━━ SUPPLIED ENTRIES ━━
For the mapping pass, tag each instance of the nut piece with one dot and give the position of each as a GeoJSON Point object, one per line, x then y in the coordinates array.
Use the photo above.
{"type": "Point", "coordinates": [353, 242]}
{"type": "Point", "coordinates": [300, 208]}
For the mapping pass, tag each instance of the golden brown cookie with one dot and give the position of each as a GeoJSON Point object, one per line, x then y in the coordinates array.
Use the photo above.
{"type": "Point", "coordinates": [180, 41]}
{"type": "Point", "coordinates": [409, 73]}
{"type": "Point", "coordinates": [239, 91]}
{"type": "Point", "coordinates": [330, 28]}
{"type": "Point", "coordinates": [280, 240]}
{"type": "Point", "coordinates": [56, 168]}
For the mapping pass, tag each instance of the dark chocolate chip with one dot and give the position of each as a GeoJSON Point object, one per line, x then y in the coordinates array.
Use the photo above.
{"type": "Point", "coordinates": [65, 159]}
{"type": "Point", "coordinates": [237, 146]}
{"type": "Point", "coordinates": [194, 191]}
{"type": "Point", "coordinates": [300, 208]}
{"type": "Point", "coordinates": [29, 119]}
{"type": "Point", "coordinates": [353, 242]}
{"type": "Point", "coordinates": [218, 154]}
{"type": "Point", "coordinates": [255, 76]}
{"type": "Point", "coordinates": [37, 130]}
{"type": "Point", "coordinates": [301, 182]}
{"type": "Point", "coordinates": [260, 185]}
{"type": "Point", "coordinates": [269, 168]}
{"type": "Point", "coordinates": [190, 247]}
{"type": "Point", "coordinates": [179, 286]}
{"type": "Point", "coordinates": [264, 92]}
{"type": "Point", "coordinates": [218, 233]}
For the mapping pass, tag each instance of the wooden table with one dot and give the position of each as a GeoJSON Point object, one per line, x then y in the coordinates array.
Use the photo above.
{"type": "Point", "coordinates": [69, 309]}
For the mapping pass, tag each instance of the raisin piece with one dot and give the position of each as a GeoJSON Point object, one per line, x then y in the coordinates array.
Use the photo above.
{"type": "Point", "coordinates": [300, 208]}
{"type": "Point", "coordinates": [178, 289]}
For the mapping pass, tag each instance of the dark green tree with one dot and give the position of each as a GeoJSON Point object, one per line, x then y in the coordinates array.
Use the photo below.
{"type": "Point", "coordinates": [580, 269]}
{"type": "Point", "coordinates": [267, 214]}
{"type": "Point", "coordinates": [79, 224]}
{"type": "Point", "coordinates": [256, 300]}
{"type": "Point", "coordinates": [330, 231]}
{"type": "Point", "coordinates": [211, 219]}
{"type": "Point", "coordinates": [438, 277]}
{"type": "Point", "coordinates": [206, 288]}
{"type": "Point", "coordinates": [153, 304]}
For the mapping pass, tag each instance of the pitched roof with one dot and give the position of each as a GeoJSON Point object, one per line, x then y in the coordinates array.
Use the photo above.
━━━
** REQUIRED WORK **
Return the listing above word for word.

** SOLVED PROBLEM **
For the mapping pass, tag each instance of the nut piece with one dot and give the position of each as a GeoJSON Point object, one per line, x then y in the coordinates array.
Use the photo above.
{"type": "Point", "coordinates": [353, 242]}
{"type": "Point", "coordinates": [300, 208]}
For the mapping pass, tag each instance of the golden brown cookie with one dot and give the position of each as a GeoJSON Point object, one per line, x then y in the coordinates array.
Use the photo above.
{"type": "Point", "coordinates": [180, 41]}
{"type": "Point", "coordinates": [409, 73]}
{"type": "Point", "coordinates": [239, 91]}
{"type": "Point", "coordinates": [330, 28]}
{"type": "Point", "coordinates": [280, 240]}
{"type": "Point", "coordinates": [56, 168]}
For the mapping pass, tag each instance of the dark chocolate chip with one dot and give the position of each as a GeoJSON Point object, one per line, x then y in the coordinates array.
Use the photo above.
{"type": "Point", "coordinates": [65, 159]}
{"type": "Point", "coordinates": [237, 146]}
{"type": "Point", "coordinates": [194, 191]}
{"type": "Point", "coordinates": [300, 208]}
{"type": "Point", "coordinates": [29, 119]}
{"type": "Point", "coordinates": [353, 242]}
{"type": "Point", "coordinates": [218, 154]}
{"type": "Point", "coordinates": [255, 76]}
{"type": "Point", "coordinates": [37, 130]}
{"type": "Point", "coordinates": [301, 182]}
{"type": "Point", "coordinates": [260, 185]}
{"type": "Point", "coordinates": [269, 168]}
{"type": "Point", "coordinates": [190, 247]}
{"type": "Point", "coordinates": [179, 286]}
{"type": "Point", "coordinates": [264, 92]}
{"type": "Point", "coordinates": [218, 233]}
For the mapping pass, tag each instance of the wooden table with one dot and give the position of each as a GeoJSON Point object, one per line, x then y in the coordinates array.
Use the photo above.
{"type": "Point", "coordinates": [69, 309]}
For the mapping pass, tag each instance of the raisin piece with one dot and give the position of each as a GeoJSON Point object, one per line, x then y in the coordinates array.
Use the photo above.
{"type": "Point", "coordinates": [300, 208]}
{"type": "Point", "coordinates": [178, 289]}
For the mapping pass, tag each instance of the dark green tree with one dot and give the position of each as a GeoJSON Point object, one per line, x then y in the coordinates array.
Use the photo below.
{"type": "Point", "coordinates": [580, 269]}
{"type": "Point", "coordinates": [267, 214]}
{"type": "Point", "coordinates": [79, 224]}
{"type": "Point", "coordinates": [256, 300]}
{"type": "Point", "coordinates": [330, 231]}
{"type": "Point", "coordinates": [211, 219]}
{"type": "Point", "coordinates": [438, 277]}
{"type": "Point", "coordinates": [206, 288]}
{"type": "Point", "coordinates": [153, 304]}
For the mapping pass, tag each instance of the pitched roof with one dot and give the position of each as a GeoJSON Point object, one per line, x then y in the coordinates array.
Use the photo above.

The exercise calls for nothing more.